Task material:
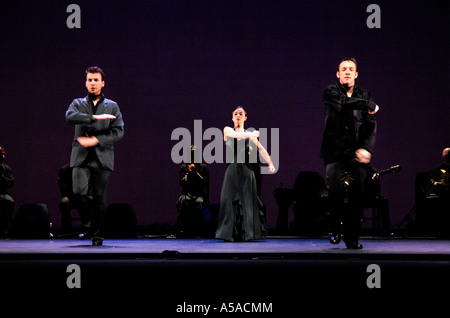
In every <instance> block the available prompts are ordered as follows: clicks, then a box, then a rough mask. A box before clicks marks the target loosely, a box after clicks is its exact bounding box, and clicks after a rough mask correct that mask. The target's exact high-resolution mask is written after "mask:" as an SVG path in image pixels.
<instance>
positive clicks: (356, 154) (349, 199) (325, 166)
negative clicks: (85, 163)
mask: <svg viewBox="0 0 450 318" xmlns="http://www.w3.org/2000/svg"><path fill="white" fill-rule="evenodd" d="M336 76H337V78H338V82H337V83H335V84H332V85H329V86H328V87H327V88H326V89H325V92H324V95H323V102H324V104H325V131H324V134H323V139H322V146H321V149H320V156H321V157H322V158H323V159H324V162H325V171H326V186H327V189H328V193H329V200H330V206H331V209H332V211H331V214H332V215H331V216H332V224H331V229H330V232H331V233H330V242H331V243H332V244H337V243H339V241H340V236H339V235H340V234H339V223H338V222H339V217H340V216H342V218H343V223H344V233H343V235H344V243H345V245H346V246H347V248H351V249H361V248H363V246H362V244H360V243H359V242H358V240H359V229H360V226H361V216H362V209H363V190H364V189H363V187H364V180H365V178H366V177H367V165H368V164H369V163H370V159H371V156H372V152H373V149H374V146H375V137H376V128H377V122H376V117H375V115H374V114H375V113H376V112H377V111H378V110H379V107H378V105H377V104H376V103H375V102H373V101H372V97H371V95H370V93H369V92H368V91H366V90H364V89H362V88H361V87H359V86H356V84H355V79H356V78H357V77H358V72H357V63H356V60H355V59H354V58H344V59H342V60H341V62H340V63H339V66H338V71H337V73H336ZM347 178H348V189H346V185H345V183H346V180H347ZM346 192H348V197H349V201H348V209H344V196H345V193H346Z"/></svg>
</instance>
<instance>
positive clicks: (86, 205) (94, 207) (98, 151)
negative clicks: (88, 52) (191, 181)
mask: <svg viewBox="0 0 450 318" xmlns="http://www.w3.org/2000/svg"><path fill="white" fill-rule="evenodd" d="M104 78H105V74H104V73H103V71H102V69H101V68H99V67H97V66H92V67H89V68H88V69H87V70H86V88H87V90H88V96H86V97H84V98H76V99H74V100H73V101H72V103H71V104H70V106H69V108H68V109H67V111H66V120H67V122H68V123H69V124H71V125H75V135H74V140H73V142H72V152H71V156H70V166H71V167H72V168H73V175H72V177H73V181H72V182H73V192H74V195H75V200H76V201H77V204H78V206H79V208H80V209H84V211H85V212H84V213H89V198H88V196H89V193H88V191H89V185H91V187H92V197H93V202H92V207H93V210H92V211H90V212H91V216H92V223H91V228H90V231H89V235H90V236H91V238H92V245H102V243H103V239H104V225H105V218H106V187H107V184H108V178H109V175H110V173H111V171H113V169H114V145H113V143H114V142H115V141H118V140H120V139H121V138H122V137H123V134H124V128H123V126H124V124H123V119H122V114H121V112H120V109H119V106H118V105H117V103H116V102H114V101H112V100H110V99H107V98H105V97H104V95H103V93H102V89H103V87H104V86H105V80H104Z"/></svg>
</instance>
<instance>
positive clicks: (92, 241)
mask: <svg viewBox="0 0 450 318" xmlns="http://www.w3.org/2000/svg"><path fill="white" fill-rule="evenodd" d="M102 245H103V237H99V236H94V237H93V238H92V246H102Z"/></svg>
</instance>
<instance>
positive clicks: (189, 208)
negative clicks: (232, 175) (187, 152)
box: [175, 146, 209, 237]
mask: <svg viewBox="0 0 450 318" xmlns="http://www.w3.org/2000/svg"><path fill="white" fill-rule="evenodd" d="M196 149H197V148H196V147H195V146H191V160H190V162H189V163H184V164H183V165H182V166H181V168H180V185H181V189H182V192H181V196H180V197H179V198H178V201H177V204H176V206H177V210H178V215H177V222H176V226H175V227H176V229H175V232H176V233H175V234H176V236H177V237H197V236H203V235H204V234H205V229H204V219H203V206H204V204H205V203H208V202H209V170H208V167H207V166H206V165H205V164H204V163H198V162H197V163H196V162H195V161H196V160H195V157H196V156H195V154H196Z"/></svg>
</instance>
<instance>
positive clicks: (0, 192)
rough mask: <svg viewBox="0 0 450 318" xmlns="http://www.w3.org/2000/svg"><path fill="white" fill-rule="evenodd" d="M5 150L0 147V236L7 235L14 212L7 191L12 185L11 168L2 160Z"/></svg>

What you need to do:
What you output must match the data exactly, apart from the pictures, which are left out.

Answer space:
In every <instance> block the available prompts are ordered as follows: clicks, then a box, then a rough mask. A box before clicks marks the target loosely, a box after clicks is its exact bounding box, and clicks after a rough mask correct that mask. The target's exact high-resolution mask is written after "mask:" as an SVG path in image pixels.
<instance>
positive clicks: (356, 154) (349, 199) (325, 166)
negative clicks: (85, 163)
mask: <svg viewBox="0 0 450 318" xmlns="http://www.w3.org/2000/svg"><path fill="white" fill-rule="evenodd" d="M336 76H337V78H338V82H337V83H335V84H332V85H329V86H328V87H327V88H326V89H325V92H324V95H323V102H324V104H325V131H324V134H323V139H322V146H321V149H320V156H321V157H322V158H323V159H324V162H325V171H326V186H327V189H328V193H329V200H330V206H331V209H332V211H331V214H332V215H331V216H332V224H331V229H330V232H331V233H330V242H331V243H332V244H337V243H339V241H340V236H339V235H340V234H339V223H338V222H339V217H340V216H342V218H343V223H344V233H343V235H344V243H345V245H346V246H347V248H351V249H361V248H363V246H362V244H360V243H359V242H358V240H359V229H360V226H361V216H362V209H363V190H364V189H363V187H364V180H365V178H366V177H367V165H368V164H369V163H370V159H371V156H372V152H373V149H374V146H375V137H376V128H377V122H376V117H375V115H374V114H375V113H376V112H377V111H378V110H379V107H378V105H377V104H376V103H375V102H373V101H372V97H371V95H370V93H369V92H368V91H366V90H364V89H362V88H361V87H359V86H356V84H355V79H356V78H357V77H358V72H357V63H356V60H355V59H354V58H344V59H342V60H341V62H340V63H339V66H338V71H337V73H336ZM347 178H348V189H346V185H345V183H346V180H347ZM346 192H348V197H349V201H348V209H344V196H345V193H346Z"/></svg>
</instance>
<instance>
positive clicks: (86, 205) (94, 207) (98, 151)
negative clicks: (88, 52) (191, 181)
mask: <svg viewBox="0 0 450 318" xmlns="http://www.w3.org/2000/svg"><path fill="white" fill-rule="evenodd" d="M104 78H105V74H104V73H103V71H102V69H101V68H99V67H97V66H92V67H89V68H88V69H87V70H86V88H87V90H88V96H86V97H84V98H76V99H74V100H73V101H72V103H71V104H70V106H69V108H68V109H67V111H66V120H67V122H68V123H69V124H71V125H75V135H74V140H73V142H72V152H71V156H70V166H71V167H72V168H73V175H72V177H73V181H72V182H73V192H74V195H75V200H76V201H77V204H78V206H79V208H80V209H84V211H85V212H84V213H89V198H88V196H89V193H88V191H89V185H91V187H92V197H93V202H92V207H93V210H92V211H90V212H91V216H92V223H91V228H90V231H89V235H90V236H91V238H92V245H102V243H103V239H104V225H105V218H106V187H107V184H108V178H109V175H110V173H111V171H113V169H114V145H113V143H114V142H115V141H118V140H120V139H121V138H122V137H123V134H124V128H123V126H124V124H123V119H122V114H121V112H120V109H119V106H118V105H117V103H116V102H114V101H112V100H110V99H107V98H105V97H104V95H103V93H102V89H103V87H104V86H105V80H104Z"/></svg>
</instance>
<instance>
positive clicks: (92, 241)
mask: <svg viewBox="0 0 450 318" xmlns="http://www.w3.org/2000/svg"><path fill="white" fill-rule="evenodd" d="M102 245H103V237H99V236H94V237H93V238H92V246H102Z"/></svg>
</instance>
<instance>
positive clicks: (189, 208)
negative clicks: (232, 175) (187, 152)
box: [175, 146, 209, 237]
mask: <svg viewBox="0 0 450 318" xmlns="http://www.w3.org/2000/svg"><path fill="white" fill-rule="evenodd" d="M196 149H197V148H196V147H195V146H191V160H190V162H189V163H184V164H183V165H182V166H181V168H180V185H181V189H182V192H181V196H180V197H179V198H178V201H177V204H176V206H177V210H178V215H177V222H176V226H175V227H176V229H175V232H176V233H175V234H176V236H177V237H197V236H203V235H204V234H205V229H204V219H203V206H204V204H205V203H208V202H209V170H208V167H207V166H206V165H205V164H204V163H198V162H197V163H196V162H195V161H196V160H195V157H196V156H195V154H196Z"/></svg>
</instance>
<instance>
positive clicks: (0, 192)
rough mask: <svg viewBox="0 0 450 318" xmlns="http://www.w3.org/2000/svg"><path fill="white" fill-rule="evenodd" d="M5 150L0 147V236L7 235L14 212L7 191L12 185L11 168L2 160Z"/></svg>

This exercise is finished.